[INSTRUCTIONS FOR THE TASK]: Can you reproduce only the stretch of data from the line containing "query (the phrase naming what to segment): brick" through the line containing "207L249 234L154 409L494", substituting "stone pathway" for "brick walkway" and leaving everything else unchanged?

[AVAILABLE DATA]:

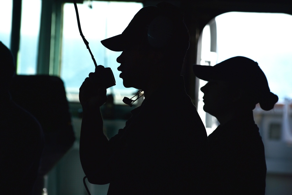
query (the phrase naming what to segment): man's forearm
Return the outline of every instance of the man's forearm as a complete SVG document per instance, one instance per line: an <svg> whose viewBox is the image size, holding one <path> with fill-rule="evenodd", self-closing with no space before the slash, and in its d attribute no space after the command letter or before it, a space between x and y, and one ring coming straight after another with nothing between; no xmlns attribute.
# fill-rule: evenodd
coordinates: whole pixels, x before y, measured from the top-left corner
<svg viewBox="0 0 292 195"><path fill-rule="evenodd" d="M109 156L109 145L103 133L100 111L85 111L81 126L80 159L83 170L91 183L109 182L106 168Z"/></svg>

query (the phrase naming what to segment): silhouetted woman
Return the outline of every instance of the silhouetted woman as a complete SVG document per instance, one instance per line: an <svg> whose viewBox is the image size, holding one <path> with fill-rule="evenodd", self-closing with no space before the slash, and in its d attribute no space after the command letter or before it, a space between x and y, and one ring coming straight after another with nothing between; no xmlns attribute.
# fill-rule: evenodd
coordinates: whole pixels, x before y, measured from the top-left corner
<svg viewBox="0 0 292 195"><path fill-rule="evenodd" d="M264 145L253 110L278 101L258 63L238 56L213 66L194 65L208 82L201 88L203 109L220 125L208 136L210 194L264 194L267 171Z"/></svg>

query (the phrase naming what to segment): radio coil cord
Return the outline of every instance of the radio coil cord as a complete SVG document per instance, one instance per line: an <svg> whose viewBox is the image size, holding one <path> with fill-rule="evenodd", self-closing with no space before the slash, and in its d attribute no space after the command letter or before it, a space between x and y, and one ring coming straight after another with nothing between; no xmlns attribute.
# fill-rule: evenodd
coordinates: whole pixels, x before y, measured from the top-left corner
<svg viewBox="0 0 292 195"><path fill-rule="evenodd" d="M86 185L86 183L85 182L85 179L87 178L87 176L86 176L85 177L83 177L83 184L84 184L84 186L85 187L85 189L86 189L86 191L87 191L87 193L88 194L88 195L91 195L90 194L90 192L89 191L89 190L88 189L88 188L87 187L87 186Z"/></svg>
<svg viewBox="0 0 292 195"><path fill-rule="evenodd" d="M86 48L89 51L90 55L91 55L91 58L92 58L92 60L93 60L93 63L94 63L94 66L95 66L95 68L96 68L97 67L97 64L96 64L96 61L95 61L95 59L94 59L94 57L93 57L93 54L92 54L92 53L91 52L91 50L90 50L90 48L89 48L89 43L85 39L85 37L84 37L84 35L83 35L83 34L82 33L82 31L81 30L81 27L80 25L80 20L79 20L79 15L78 13L78 9L77 8L77 4L76 2L76 1L75 0L73 0L73 2L74 3L74 6L75 8L75 11L76 12L76 16L77 19L77 23L78 24L78 28L79 30L79 32L80 33L80 35L81 36L81 37L82 37L82 39L83 40L84 43L85 43L85 45L86 45ZM88 193L88 195L91 195L89 190L88 189L88 188L87 187L87 186L86 185L86 183L85 182L85 179L87 177L87 176L85 176L83 178L83 184L84 184L85 189L86 189L86 191L87 191L87 193Z"/></svg>

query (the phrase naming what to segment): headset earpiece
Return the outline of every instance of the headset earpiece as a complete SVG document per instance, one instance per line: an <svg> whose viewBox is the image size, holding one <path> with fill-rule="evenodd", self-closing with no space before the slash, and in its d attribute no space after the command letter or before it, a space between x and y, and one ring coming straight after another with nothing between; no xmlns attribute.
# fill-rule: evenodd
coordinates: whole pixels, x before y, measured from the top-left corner
<svg viewBox="0 0 292 195"><path fill-rule="evenodd" d="M152 20L147 32L148 42L152 47L159 48L167 45L173 35L172 22L169 18L163 16Z"/></svg>

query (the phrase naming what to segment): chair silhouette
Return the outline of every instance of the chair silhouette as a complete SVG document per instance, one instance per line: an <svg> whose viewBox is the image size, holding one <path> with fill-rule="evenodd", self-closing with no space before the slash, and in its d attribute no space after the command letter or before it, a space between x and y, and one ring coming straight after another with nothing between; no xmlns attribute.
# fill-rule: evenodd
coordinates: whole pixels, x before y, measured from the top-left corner
<svg viewBox="0 0 292 195"><path fill-rule="evenodd" d="M64 83L53 76L16 75L10 91L12 100L34 116L44 132L44 146L34 193L41 194L44 176L75 139Z"/></svg>

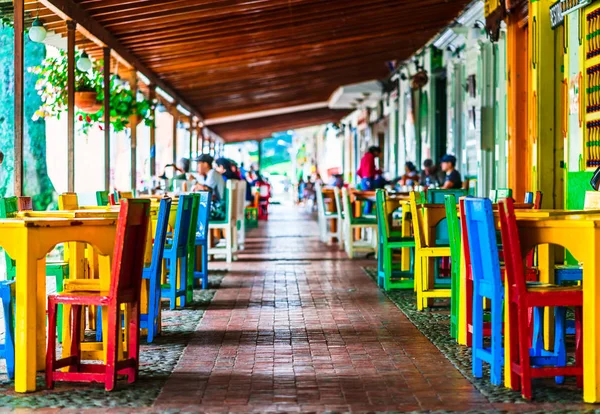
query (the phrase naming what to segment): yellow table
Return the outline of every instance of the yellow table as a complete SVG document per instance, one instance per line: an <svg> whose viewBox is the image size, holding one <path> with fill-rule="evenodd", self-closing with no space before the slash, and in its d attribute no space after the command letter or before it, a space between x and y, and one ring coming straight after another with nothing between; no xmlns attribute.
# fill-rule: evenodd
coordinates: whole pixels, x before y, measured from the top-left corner
<svg viewBox="0 0 600 414"><path fill-rule="evenodd" d="M563 214L518 218L521 249L552 243L568 249L583 263L583 400L600 402L600 214Z"/></svg>
<svg viewBox="0 0 600 414"><path fill-rule="evenodd" d="M46 255L59 243L94 246L100 274L110 274L116 232L110 218L41 218L0 220L0 246L17 261L15 391L36 389L36 371L46 359ZM110 278L101 279L108 289Z"/></svg>

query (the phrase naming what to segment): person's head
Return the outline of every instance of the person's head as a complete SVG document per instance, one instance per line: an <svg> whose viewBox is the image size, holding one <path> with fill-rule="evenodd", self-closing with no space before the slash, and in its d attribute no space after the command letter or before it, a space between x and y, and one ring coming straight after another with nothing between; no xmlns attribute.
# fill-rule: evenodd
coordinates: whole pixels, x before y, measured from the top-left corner
<svg viewBox="0 0 600 414"><path fill-rule="evenodd" d="M190 160L187 158L181 158L178 162L177 162L177 166L183 170L184 173L188 173L190 172Z"/></svg>
<svg viewBox="0 0 600 414"><path fill-rule="evenodd" d="M212 170L212 163L214 159L208 154L202 154L198 158L196 158L196 162L198 163L198 173L206 174L210 170Z"/></svg>
<svg viewBox="0 0 600 414"><path fill-rule="evenodd" d="M223 175L231 170L231 163L227 158L217 158L215 160L215 171Z"/></svg>
<svg viewBox="0 0 600 414"><path fill-rule="evenodd" d="M423 170L427 174L431 174L431 172L435 169L435 164L433 164L433 160L431 158L427 158L423 161Z"/></svg>
<svg viewBox="0 0 600 414"><path fill-rule="evenodd" d="M456 157L454 155L446 154L441 160L442 171L449 172L456 166Z"/></svg>
<svg viewBox="0 0 600 414"><path fill-rule="evenodd" d="M371 154L373 154L376 157L379 157L379 154L381 154L381 148L379 147L369 147L369 152Z"/></svg>

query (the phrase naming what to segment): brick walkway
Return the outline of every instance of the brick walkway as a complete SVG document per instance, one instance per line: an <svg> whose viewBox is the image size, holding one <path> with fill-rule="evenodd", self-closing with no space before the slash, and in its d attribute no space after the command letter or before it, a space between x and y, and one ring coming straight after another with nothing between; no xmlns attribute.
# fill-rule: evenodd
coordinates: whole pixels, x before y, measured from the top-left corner
<svg viewBox="0 0 600 414"><path fill-rule="evenodd" d="M282 207L249 234L154 409L494 408L360 261L316 235L308 214Z"/></svg>

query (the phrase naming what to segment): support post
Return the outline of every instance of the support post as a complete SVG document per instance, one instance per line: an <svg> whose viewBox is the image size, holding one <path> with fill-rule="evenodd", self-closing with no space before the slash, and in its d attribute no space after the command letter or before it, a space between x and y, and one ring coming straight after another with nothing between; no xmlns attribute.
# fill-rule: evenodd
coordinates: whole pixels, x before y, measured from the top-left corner
<svg viewBox="0 0 600 414"><path fill-rule="evenodd" d="M133 92L134 99L137 100L137 74L134 70L129 73L129 86ZM129 126L131 131L131 191L137 187L137 114L129 118Z"/></svg>
<svg viewBox="0 0 600 414"><path fill-rule="evenodd" d="M16 196L23 195L23 82L24 82L24 58L25 47L23 42L23 32L25 26L25 2L24 0L15 0L14 2L15 18L15 50L14 50L14 70L15 70L15 182L14 190ZM24 389L22 378L17 378L16 387ZM33 387L35 389L35 385Z"/></svg>
<svg viewBox="0 0 600 414"><path fill-rule="evenodd" d="M67 21L67 189L75 192L75 29Z"/></svg>
<svg viewBox="0 0 600 414"><path fill-rule="evenodd" d="M110 49L104 52L104 187L110 191Z"/></svg>
<svg viewBox="0 0 600 414"><path fill-rule="evenodd" d="M194 158L194 119L190 116L190 161Z"/></svg>
<svg viewBox="0 0 600 414"><path fill-rule="evenodd" d="M152 119L154 125L150 128L150 176L156 175L156 85L150 85L150 102L152 102Z"/></svg>
<svg viewBox="0 0 600 414"><path fill-rule="evenodd" d="M177 163L177 109L173 104L173 164Z"/></svg>

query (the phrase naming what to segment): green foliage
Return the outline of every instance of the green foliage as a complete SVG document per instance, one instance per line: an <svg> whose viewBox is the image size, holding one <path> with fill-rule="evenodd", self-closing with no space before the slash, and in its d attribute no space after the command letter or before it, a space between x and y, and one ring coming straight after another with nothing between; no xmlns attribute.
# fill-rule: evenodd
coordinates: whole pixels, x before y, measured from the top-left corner
<svg viewBox="0 0 600 414"><path fill-rule="evenodd" d="M13 195L14 185L14 31L0 27L0 151L4 163L0 166L0 197ZM25 65L38 65L46 54L43 44L25 38ZM33 121L40 106L36 93L36 76L25 73L24 87L24 194L32 196L36 210L56 206L57 194L48 176L46 164L46 124Z"/></svg>
<svg viewBox="0 0 600 414"><path fill-rule="evenodd" d="M29 71L38 75L36 89L42 99L42 104L34 115L36 118L57 117L67 111L67 53L60 51L60 55L45 59L41 65L29 68ZM81 56L77 52L76 61ZM103 62L94 62L89 72L75 69L76 92L96 92L99 102L104 100L104 73ZM146 125L154 126L152 116L153 103L140 96L136 97L129 85L121 82L117 75L110 77L110 124L115 132L121 132L129 127L130 117L138 115ZM104 129L104 107L95 113L86 113L77 110L75 115L77 125L83 133L96 126Z"/></svg>

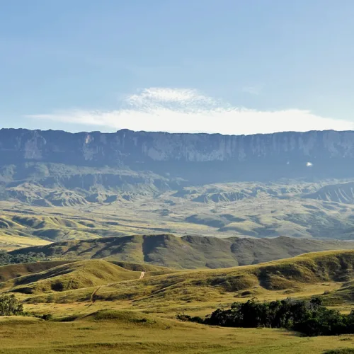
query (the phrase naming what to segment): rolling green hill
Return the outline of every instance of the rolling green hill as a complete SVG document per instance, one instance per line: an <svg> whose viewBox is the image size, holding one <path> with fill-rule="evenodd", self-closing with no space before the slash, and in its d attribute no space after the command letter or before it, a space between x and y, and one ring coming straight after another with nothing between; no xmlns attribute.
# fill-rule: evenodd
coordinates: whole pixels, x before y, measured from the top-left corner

[RESULT OF THIS EXERCISE]:
query (the phrase naming what to segment): stone pathway
Return the outline of every instance of the stone pathway as a complete SVG document per instance, one instance per line: an <svg> whose viewBox is the image size, holding one <path> with fill-rule="evenodd", self-closing with no space before the slash, and in its d attribute no space after the command letter or before it, a space between x and y, and one ring coming straight after another with nothing between; no xmlns attribute.
# fill-rule: evenodd
coordinates: whole pixels, x before y, measured from the top-left corner
<svg viewBox="0 0 600 414"><path fill-rule="evenodd" d="M282 207L249 234L154 409L494 408L360 261L316 235L308 214Z"/></svg>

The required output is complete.